(Exercise data)

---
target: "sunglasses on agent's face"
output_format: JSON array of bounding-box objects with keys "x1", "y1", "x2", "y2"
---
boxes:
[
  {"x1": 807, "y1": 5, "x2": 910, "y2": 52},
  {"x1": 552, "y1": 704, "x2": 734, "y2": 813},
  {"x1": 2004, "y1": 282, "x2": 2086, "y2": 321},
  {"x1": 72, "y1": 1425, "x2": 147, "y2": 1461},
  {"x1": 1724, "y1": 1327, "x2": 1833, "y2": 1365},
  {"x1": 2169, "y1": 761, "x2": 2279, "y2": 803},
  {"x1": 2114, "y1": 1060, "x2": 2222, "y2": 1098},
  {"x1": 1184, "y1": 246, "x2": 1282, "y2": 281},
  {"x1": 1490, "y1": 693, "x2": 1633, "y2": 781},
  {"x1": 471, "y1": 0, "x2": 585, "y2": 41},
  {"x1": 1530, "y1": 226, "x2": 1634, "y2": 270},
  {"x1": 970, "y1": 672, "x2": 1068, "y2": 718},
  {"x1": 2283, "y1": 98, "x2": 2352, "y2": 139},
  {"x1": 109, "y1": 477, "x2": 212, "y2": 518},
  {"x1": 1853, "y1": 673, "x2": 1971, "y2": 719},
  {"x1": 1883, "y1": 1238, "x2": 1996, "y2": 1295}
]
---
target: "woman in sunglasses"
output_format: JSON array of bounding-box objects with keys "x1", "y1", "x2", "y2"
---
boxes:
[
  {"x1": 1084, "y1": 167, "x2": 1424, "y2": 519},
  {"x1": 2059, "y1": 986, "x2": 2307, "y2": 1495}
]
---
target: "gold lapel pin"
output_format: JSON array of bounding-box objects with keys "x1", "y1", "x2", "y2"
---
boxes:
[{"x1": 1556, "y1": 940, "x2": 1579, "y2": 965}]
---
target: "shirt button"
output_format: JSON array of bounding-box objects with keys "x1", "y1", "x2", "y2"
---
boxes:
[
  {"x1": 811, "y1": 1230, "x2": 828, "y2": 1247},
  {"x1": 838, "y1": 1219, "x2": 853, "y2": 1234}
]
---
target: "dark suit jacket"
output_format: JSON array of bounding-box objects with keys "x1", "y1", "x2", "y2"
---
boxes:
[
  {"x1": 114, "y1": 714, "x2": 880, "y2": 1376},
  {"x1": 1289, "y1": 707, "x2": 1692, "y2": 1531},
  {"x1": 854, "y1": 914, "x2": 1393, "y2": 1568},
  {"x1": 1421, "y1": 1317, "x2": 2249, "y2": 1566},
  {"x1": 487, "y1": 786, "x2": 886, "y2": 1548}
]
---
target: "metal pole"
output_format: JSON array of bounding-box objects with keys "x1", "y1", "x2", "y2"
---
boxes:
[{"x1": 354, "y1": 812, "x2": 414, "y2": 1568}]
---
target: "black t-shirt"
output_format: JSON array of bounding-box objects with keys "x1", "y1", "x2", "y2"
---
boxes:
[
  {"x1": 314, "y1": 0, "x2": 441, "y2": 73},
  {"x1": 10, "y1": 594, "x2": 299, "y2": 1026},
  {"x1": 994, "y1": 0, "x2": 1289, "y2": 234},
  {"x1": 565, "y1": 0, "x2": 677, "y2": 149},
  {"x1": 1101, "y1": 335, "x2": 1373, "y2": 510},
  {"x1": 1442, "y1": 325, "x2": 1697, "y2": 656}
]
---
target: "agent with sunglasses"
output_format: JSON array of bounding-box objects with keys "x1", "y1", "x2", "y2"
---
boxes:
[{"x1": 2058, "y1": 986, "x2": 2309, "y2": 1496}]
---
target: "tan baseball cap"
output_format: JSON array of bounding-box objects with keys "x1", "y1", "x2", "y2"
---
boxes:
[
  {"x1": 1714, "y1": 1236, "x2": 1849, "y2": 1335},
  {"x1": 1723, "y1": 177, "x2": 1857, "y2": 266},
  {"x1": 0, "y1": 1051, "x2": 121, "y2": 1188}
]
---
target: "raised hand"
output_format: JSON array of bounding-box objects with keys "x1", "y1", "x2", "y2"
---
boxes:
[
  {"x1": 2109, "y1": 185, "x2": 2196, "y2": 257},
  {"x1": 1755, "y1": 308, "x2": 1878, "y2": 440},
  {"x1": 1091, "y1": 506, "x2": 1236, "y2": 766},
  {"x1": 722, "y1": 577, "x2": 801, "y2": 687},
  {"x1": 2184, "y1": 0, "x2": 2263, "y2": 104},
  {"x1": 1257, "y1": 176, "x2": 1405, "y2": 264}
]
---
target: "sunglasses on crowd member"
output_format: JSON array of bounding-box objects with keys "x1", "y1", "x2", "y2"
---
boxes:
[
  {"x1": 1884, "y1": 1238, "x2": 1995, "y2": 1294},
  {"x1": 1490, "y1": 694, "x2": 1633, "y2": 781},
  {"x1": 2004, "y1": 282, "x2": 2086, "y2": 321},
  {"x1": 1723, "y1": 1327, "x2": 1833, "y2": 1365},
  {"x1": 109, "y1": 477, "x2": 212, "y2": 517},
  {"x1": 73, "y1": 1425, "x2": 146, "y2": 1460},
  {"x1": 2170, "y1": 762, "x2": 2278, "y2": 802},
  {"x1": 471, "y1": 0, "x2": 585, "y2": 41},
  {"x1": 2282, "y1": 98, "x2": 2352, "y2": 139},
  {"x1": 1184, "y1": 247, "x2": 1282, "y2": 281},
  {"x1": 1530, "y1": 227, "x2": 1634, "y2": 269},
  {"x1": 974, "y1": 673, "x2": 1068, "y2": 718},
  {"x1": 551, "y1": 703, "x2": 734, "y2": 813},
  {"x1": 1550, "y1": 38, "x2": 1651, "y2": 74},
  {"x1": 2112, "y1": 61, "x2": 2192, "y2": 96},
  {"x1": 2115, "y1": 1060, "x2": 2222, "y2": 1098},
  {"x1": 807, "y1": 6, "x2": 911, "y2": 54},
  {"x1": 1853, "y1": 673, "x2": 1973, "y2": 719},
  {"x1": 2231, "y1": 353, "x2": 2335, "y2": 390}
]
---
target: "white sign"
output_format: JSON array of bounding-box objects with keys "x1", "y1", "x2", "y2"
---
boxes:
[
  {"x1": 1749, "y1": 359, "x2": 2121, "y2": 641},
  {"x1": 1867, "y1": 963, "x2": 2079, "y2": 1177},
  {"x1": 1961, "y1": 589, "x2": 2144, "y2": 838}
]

(Work to complete) Print out the whole of the material exactly, line for line.

(Your solution)
---
target: "sunglasses on agent's face"
output_format: JSON array of bounding-box objects with keys "x1", "y1", "x2", "y2"
---
boxes:
[
  {"x1": 807, "y1": 5, "x2": 910, "y2": 52},
  {"x1": 552, "y1": 704, "x2": 734, "y2": 813},
  {"x1": 2004, "y1": 282, "x2": 2086, "y2": 321},
  {"x1": 72, "y1": 1425, "x2": 147, "y2": 1461},
  {"x1": 1724, "y1": 1327, "x2": 1833, "y2": 1365},
  {"x1": 2169, "y1": 761, "x2": 2279, "y2": 803},
  {"x1": 2114, "y1": 1060, "x2": 2222, "y2": 1098},
  {"x1": 1184, "y1": 246, "x2": 1282, "y2": 281},
  {"x1": 1490, "y1": 693, "x2": 1633, "y2": 781},
  {"x1": 471, "y1": 0, "x2": 585, "y2": 41},
  {"x1": 1530, "y1": 226, "x2": 1634, "y2": 270},
  {"x1": 970, "y1": 672, "x2": 1068, "y2": 718},
  {"x1": 2283, "y1": 98, "x2": 2352, "y2": 139},
  {"x1": 109, "y1": 477, "x2": 212, "y2": 518},
  {"x1": 1853, "y1": 673, "x2": 1971, "y2": 719},
  {"x1": 1883, "y1": 1238, "x2": 1996, "y2": 1295}
]
---
target: "woman in sunglasses"
output_format: JSON array of bounding-box objects with keys "x1", "y1", "x2", "y2"
---
boxes:
[
  {"x1": 1084, "y1": 167, "x2": 1424, "y2": 519},
  {"x1": 2059, "y1": 986, "x2": 2307, "y2": 1495}
]
---
target: "gold lapel pin"
output_format: JSON array of bounding-box objects with keys "x1", "y1", "x2", "y2"
---
boxes:
[{"x1": 1556, "y1": 940, "x2": 1579, "y2": 965}]
---
target: "shirt button"
output_format: JSON array of bounding-box objects with keys "x1", "y1", "x2", "y2"
---
boxes:
[
  {"x1": 811, "y1": 1230, "x2": 828, "y2": 1247},
  {"x1": 838, "y1": 1219, "x2": 853, "y2": 1234}
]
---
target: "dark suit jacket"
output_format: JSON array of bounding-box objects with keys "x1", "y1", "x2", "y2"
---
boxes:
[
  {"x1": 114, "y1": 714, "x2": 880, "y2": 1376},
  {"x1": 1289, "y1": 707, "x2": 1692, "y2": 1531},
  {"x1": 854, "y1": 914, "x2": 1393, "y2": 1568},
  {"x1": 1421, "y1": 1317, "x2": 2249, "y2": 1566},
  {"x1": 487, "y1": 786, "x2": 886, "y2": 1548}
]
---
target: "metal pole"
output_format: JSON array of bounding-box objects with keys "x1", "y1", "x2", "y2"
---
boxes:
[{"x1": 354, "y1": 812, "x2": 414, "y2": 1568}]
---
target: "black t-shirt"
output_format: JSON array of bounding-box objects with keys "x1", "y1", "x2", "y2"
---
boxes:
[
  {"x1": 314, "y1": 0, "x2": 441, "y2": 73},
  {"x1": 10, "y1": 594, "x2": 299, "y2": 1026},
  {"x1": 994, "y1": 0, "x2": 1289, "y2": 234},
  {"x1": 565, "y1": 0, "x2": 677, "y2": 149},
  {"x1": 1101, "y1": 335, "x2": 1373, "y2": 510},
  {"x1": 1442, "y1": 325, "x2": 1697, "y2": 656}
]
---
target: "agent with sunglasses"
output_format: JSON array of bounding-box objects with keys "x1", "y1", "x2", "y2"
---
boxes:
[{"x1": 2058, "y1": 986, "x2": 2309, "y2": 1496}]
---
target: "tan baseball cap"
output_format: JSON array of bounding-box objects with keys "x1", "y1", "x2", "y2"
---
boxes:
[
  {"x1": 1714, "y1": 1236, "x2": 1849, "y2": 1335},
  {"x1": 1723, "y1": 177, "x2": 1857, "y2": 266},
  {"x1": 0, "y1": 1051, "x2": 121, "y2": 1188}
]
---
target: "raised hand"
output_format: JSON array of bounding-box objects with keys "x1", "y1", "x2", "y2"
---
boxes:
[
  {"x1": 2109, "y1": 185, "x2": 2196, "y2": 257},
  {"x1": 1755, "y1": 308, "x2": 1878, "y2": 440},
  {"x1": 1091, "y1": 506, "x2": 1236, "y2": 766},
  {"x1": 722, "y1": 577, "x2": 801, "y2": 687},
  {"x1": 2184, "y1": 0, "x2": 2263, "y2": 104},
  {"x1": 1257, "y1": 176, "x2": 1405, "y2": 264}
]
---
target: "sunglasses on crowd member"
output_format: JSON array of bounding-box objects with keys "x1", "y1", "x2", "y2"
---
boxes:
[
  {"x1": 1884, "y1": 1238, "x2": 1995, "y2": 1294},
  {"x1": 1490, "y1": 694, "x2": 1633, "y2": 781},
  {"x1": 2004, "y1": 282, "x2": 2086, "y2": 321},
  {"x1": 1723, "y1": 1327, "x2": 1833, "y2": 1365},
  {"x1": 109, "y1": 477, "x2": 212, "y2": 517},
  {"x1": 73, "y1": 1425, "x2": 146, "y2": 1460},
  {"x1": 2170, "y1": 762, "x2": 2278, "y2": 802},
  {"x1": 471, "y1": 0, "x2": 585, "y2": 41},
  {"x1": 2282, "y1": 98, "x2": 2352, "y2": 139},
  {"x1": 1184, "y1": 247, "x2": 1282, "y2": 281},
  {"x1": 1530, "y1": 227, "x2": 1634, "y2": 269},
  {"x1": 974, "y1": 673, "x2": 1068, "y2": 718},
  {"x1": 551, "y1": 703, "x2": 734, "y2": 813},
  {"x1": 1550, "y1": 38, "x2": 1651, "y2": 74},
  {"x1": 2112, "y1": 61, "x2": 2192, "y2": 96},
  {"x1": 2115, "y1": 1060, "x2": 2222, "y2": 1098},
  {"x1": 807, "y1": 6, "x2": 911, "y2": 54},
  {"x1": 1853, "y1": 673, "x2": 1973, "y2": 719},
  {"x1": 2231, "y1": 353, "x2": 2335, "y2": 390}
]
---
target: "white sign"
output_format: JSON array of bounding-box objects with keys "x1", "y1", "x2", "y2"
---
boxes:
[
  {"x1": 1749, "y1": 359, "x2": 2121, "y2": 641},
  {"x1": 1867, "y1": 963, "x2": 2079, "y2": 1177},
  {"x1": 1961, "y1": 589, "x2": 2144, "y2": 838}
]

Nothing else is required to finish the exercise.